[Check your understanding]
(a) In the passage about Cadieu, repeat the part starting at "As Director of" and ending at "in August 2021.".
(b) For each statement marked (i), (ii) and (iii), decide whether it agrees with the passage about Cadieu. Answer yes or no and quote the words that settle it.
(i) Cadieu became a Lieutenant-General in August 2021.
(ii) The ceremony naming him Commander of the Canadian Army went ahead in September 2021.
(iii) The number of sexual assault counts against him was raised from one to two.
(c) According to the passage about Cadieu, where were he and the complainant students in 1994-95?

[Passage shown]
┌────────

As Director of Staff, Strategic Joint Staff (2019-2021), then Major-General Cadieu worked alongside interagency partners to coordinate the Canadian Armed Forces' response to the COVID-19 pandemic, wildfires and floods, and the evacuation from Afghanistan. He was promoted to Lieutenant-General in August 2021.

== Allegations ==
A ceremony to designate him Commander of the Canadian Army in September 2021 was cancelled at the last moment when information was leaked to media that military police were investigating Cadieu over allegations dating to 1994-95 when he and the complainant were students at the Royal Military College of Canada. A retired female officer alleged she was sexually assaulted when she was a first-year cadet by two senior cadets of the same rank, one of them Cadieu. In June 2022, he was charged by the Crown with two counts of sexual assault, later reduced to one count as evidence was offered during pre-trial proceedings. Cadieu maintained the allegations were false but needed to be investigated thoroughly to expose the truth. After he was publicly supported online by some serving and retired military officers including military sexual assault survivors, others responded negatively.

└────────

Source data
┌────────

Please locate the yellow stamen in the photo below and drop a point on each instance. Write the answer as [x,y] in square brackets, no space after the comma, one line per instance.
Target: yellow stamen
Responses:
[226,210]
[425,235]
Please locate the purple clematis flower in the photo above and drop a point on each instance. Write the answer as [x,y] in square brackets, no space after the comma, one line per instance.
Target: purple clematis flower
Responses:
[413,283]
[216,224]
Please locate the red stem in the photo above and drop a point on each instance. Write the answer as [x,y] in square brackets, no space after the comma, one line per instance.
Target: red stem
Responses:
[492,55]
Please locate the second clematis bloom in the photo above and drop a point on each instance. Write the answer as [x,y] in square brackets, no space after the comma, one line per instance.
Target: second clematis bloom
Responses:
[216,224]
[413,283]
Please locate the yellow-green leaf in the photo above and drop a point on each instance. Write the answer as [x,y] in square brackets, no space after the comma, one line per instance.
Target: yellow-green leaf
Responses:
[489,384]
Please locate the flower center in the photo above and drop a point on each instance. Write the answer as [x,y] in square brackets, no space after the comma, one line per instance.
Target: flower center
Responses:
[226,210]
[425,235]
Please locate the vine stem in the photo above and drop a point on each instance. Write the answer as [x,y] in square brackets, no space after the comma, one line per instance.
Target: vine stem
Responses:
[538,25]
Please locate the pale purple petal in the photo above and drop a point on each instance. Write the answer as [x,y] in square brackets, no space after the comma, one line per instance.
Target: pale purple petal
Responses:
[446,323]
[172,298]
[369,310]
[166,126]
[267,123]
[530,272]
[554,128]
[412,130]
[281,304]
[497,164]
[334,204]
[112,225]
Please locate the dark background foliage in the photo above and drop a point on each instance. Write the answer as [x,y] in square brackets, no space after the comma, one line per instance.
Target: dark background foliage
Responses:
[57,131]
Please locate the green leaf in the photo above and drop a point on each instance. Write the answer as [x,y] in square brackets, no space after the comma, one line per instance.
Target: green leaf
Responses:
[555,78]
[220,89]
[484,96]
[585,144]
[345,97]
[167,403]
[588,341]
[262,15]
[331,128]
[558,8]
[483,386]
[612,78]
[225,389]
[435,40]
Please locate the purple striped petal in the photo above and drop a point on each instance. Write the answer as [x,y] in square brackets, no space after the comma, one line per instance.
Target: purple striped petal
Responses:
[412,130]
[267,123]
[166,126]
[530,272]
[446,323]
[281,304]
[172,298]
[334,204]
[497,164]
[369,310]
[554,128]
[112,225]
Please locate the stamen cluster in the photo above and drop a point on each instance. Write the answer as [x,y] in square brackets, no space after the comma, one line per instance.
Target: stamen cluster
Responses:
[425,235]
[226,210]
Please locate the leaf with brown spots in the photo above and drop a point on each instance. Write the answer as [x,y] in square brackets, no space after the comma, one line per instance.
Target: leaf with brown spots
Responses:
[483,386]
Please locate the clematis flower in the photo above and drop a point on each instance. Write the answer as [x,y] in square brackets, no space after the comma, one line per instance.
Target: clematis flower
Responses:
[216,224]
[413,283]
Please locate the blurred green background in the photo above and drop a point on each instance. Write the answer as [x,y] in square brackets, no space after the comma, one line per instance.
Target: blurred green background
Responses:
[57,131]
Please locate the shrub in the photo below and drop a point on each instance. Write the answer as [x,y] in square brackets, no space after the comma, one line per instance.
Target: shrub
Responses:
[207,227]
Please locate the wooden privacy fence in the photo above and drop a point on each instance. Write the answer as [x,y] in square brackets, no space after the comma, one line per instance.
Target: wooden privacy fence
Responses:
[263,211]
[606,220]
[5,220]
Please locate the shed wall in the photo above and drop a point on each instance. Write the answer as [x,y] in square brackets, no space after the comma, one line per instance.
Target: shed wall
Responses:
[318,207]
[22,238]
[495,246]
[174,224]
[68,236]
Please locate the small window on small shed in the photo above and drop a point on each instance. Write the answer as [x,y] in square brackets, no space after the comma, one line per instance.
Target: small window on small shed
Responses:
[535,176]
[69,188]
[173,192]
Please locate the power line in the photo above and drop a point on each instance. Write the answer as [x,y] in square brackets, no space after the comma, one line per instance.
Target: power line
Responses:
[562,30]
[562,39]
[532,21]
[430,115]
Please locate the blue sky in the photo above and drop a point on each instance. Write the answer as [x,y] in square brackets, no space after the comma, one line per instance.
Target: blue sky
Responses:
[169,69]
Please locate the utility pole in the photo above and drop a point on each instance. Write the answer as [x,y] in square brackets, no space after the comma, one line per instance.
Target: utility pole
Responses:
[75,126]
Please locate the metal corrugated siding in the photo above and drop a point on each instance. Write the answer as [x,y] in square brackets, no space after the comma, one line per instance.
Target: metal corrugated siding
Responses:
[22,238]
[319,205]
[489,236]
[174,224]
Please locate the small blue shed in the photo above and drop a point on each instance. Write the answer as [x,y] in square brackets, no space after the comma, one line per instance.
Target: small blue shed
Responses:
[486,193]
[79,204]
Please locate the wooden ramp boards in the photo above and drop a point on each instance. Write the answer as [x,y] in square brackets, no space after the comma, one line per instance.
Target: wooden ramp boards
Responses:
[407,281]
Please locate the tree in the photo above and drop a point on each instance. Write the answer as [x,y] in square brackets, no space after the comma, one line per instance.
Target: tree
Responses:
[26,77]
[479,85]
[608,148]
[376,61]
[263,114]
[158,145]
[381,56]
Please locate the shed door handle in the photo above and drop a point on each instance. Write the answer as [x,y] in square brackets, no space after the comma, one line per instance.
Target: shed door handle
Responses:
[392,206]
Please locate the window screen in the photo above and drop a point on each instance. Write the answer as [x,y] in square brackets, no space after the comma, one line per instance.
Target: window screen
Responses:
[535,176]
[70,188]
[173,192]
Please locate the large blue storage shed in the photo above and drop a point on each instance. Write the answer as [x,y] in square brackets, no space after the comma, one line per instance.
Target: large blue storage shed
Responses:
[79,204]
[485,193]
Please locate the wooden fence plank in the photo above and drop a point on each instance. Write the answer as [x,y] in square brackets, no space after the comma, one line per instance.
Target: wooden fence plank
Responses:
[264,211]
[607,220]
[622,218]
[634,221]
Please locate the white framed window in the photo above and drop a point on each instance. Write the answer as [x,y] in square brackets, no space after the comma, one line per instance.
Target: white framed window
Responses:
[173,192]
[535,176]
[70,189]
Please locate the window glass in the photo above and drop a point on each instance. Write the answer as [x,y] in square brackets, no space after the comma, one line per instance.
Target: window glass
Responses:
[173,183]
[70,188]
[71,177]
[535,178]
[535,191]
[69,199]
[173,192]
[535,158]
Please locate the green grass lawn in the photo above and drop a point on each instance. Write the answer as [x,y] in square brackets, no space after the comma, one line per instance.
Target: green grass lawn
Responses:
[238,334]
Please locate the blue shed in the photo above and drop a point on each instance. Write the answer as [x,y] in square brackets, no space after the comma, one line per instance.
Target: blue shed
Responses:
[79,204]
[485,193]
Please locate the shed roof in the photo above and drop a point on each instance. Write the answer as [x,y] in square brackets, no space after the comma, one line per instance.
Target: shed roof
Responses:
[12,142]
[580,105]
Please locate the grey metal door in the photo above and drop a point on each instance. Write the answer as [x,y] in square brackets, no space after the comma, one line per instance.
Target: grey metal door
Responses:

└────────

[Responses per task]
(a)
As Director of Staff, Strategic Joint Staff (2019-2021), then Major-General Cadieu worked alongside interagency partners to coordinate the Canadian Armed Forces' response to the COVID-19 pandemic, wildfires and floods, and the evacuation from Afghanistan. He was promoted to Lieutenant-General in August 2021.

(b)
(i) Yes: "He was promoted to Lieutenant-General in August 2021."
(ii) No: "A ceremony to designate him Commander of the Canadian Army in September 2021 was cancelled at the last moment"
(iii) No: "he was charged by the Crown with two counts of sexual assault, later reduced to one count"

(c) At the Royal Military College of Canada.